● **Instructions to follow**: Retype the data below without altering anything.

Dataset records about object locations:
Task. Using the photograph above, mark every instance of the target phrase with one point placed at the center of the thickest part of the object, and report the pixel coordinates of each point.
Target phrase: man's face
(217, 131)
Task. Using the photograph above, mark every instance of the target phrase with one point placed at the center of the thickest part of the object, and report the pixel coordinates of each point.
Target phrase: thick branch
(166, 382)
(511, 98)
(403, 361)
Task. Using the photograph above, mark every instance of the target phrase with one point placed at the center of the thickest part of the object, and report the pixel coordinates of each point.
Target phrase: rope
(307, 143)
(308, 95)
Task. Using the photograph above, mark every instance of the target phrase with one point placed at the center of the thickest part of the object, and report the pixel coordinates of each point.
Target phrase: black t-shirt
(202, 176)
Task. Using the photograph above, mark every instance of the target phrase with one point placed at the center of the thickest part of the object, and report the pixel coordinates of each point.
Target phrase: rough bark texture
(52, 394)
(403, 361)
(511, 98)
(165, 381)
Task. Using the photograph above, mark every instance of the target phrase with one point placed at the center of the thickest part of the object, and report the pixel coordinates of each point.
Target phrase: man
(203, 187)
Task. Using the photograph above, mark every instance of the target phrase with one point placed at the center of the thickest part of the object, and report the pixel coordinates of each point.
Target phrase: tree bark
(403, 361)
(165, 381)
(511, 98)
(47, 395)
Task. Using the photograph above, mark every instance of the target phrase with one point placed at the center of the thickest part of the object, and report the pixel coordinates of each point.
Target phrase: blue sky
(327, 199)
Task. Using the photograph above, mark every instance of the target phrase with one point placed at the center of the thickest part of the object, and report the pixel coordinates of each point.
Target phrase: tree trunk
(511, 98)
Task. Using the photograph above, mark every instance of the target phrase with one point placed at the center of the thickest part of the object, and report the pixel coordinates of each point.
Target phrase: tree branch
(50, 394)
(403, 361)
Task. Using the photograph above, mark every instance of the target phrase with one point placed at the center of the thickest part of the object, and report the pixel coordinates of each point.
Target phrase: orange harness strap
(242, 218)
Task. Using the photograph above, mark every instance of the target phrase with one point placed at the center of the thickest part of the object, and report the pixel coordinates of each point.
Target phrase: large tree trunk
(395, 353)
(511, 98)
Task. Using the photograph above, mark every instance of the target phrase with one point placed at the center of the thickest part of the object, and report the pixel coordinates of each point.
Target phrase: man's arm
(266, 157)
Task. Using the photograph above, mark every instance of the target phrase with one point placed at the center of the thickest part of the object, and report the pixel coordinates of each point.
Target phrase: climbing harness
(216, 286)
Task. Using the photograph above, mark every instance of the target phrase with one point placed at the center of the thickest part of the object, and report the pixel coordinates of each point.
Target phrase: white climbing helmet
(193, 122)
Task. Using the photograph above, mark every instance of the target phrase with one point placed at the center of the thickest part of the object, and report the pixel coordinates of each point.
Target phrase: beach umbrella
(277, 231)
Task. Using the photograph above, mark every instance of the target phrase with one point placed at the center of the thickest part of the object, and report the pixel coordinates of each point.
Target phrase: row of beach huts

● **Solution to this exercise**:
Task. Using the photograph above, mark every instance of the target phrase with one point placed at the center of the thickest part of the object, and report the pixel coordinates of each point.
Target phrase: man's face
(217, 131)
Task. Using the photograph above, mark every instance of the target phrase with one point placed at the center of the thickest part of the object, and report the pixel coordinates of each point.
Target phrase: thick branch
(166, 382)
(511, 98)
(403, 361)
Task. Using the photograph above, mark every instance of the target phrase with one point placed at the center of the thickest part of the object, and report the pixel coordinates of each point.
Target phrase: rope
(307, 143)
(308, 95)
Task. Using the photograph above, mark every instance of the target phrase with one point placed at the center of the thickest part of the object, and report the pixel coordinates of each point.
Target phrase: black t-shirt
(202, 176)
Task. Using the photograph above, mark every instance of the target phrase with one point placed at the center of the thickest part of the object, and report the pixel coordinates of each point.
Target phrase: rough bark texture
(52, 394)
(403, 361)
(511, 98)
(165, 381)
Task. Using the photograph above, mark every instance of the target phrase with one point placed at the center of the thickest part of the object, and report the pixel coordinates of each point.
Target phrase: man
(203, 187)
Task. Using the photograph above, mark every instance of the target phrase with one point placed at the center of the thickest part of the object, and report the pixel coordinates of each point.
Target phrase: tree bark
(403, 361)
(165, 381)
(511, 98)
(47, 395)
Task. Using the photograph above, mark every instance of the target phrase with one point placed at the center of the thickest part of the object, and report the pixel coordinates of each point.
Target phrase: blue sky
(327, 199)
Task. Using the photograph above, mark every instance of the target phrase with one point placed at the center of the thickest part of the object, and report the pixel coordinates of each point.
Target phrase: tree trunk
(511, 98)
Task. Using the photograph above, mark every instance of the target phrase with one point placed at the center of the thickest part of the object, and report the pixel coordinates of each point.
Target phrase: tree branch
(50, 394)
(403, 361)
Task. Using the photograph above, mark every instance of the target phrase with one point placed at the center of the thickest part of the object, and report the pixel coordinates of each point.
Target phrase: orange harness strap
(242, 218)
Task. Using the photograph above, mark every instance of the target phrase with one point placed at the center of the thickest part of the object, and report the pixel coordinates of each point.
Target phrase: large tree trunk
(395, 353)
(511, 98)
Task. Using the photograph above, mark every instance of the target phrase with one point placed at the center of the thickest part of the object, and report the pixel coordinates of each point.
Target phrase: man's arm
(266, 157)
Task. Using the photograph above, mark every instance of the target phrase with one point placed at the center of the thickest part of the object, and report the pixel coordinates of each point.
Target phrase: climbing harness
(216, 286)
Task. Using the photograph above, mark every instance of the target phrase with one point placed at the center of the thickest part of the object, and report the pixel coordinates of each point.
Target phrase: white climbing helmet
(193, 122)
Task. Using the photograph above, mark every instance of the target phrase with one point placed at the center of the thickest part of the object, and report the pixel coordinates of each point.
Target phrase: beach umbrella
(277, 231)
Task. Using the photograph above, mark every instance of the target phrase with one point placed at the center of the thickest part of the object, and report the pixel coordinates of each point.
Target phrase: row of beach huts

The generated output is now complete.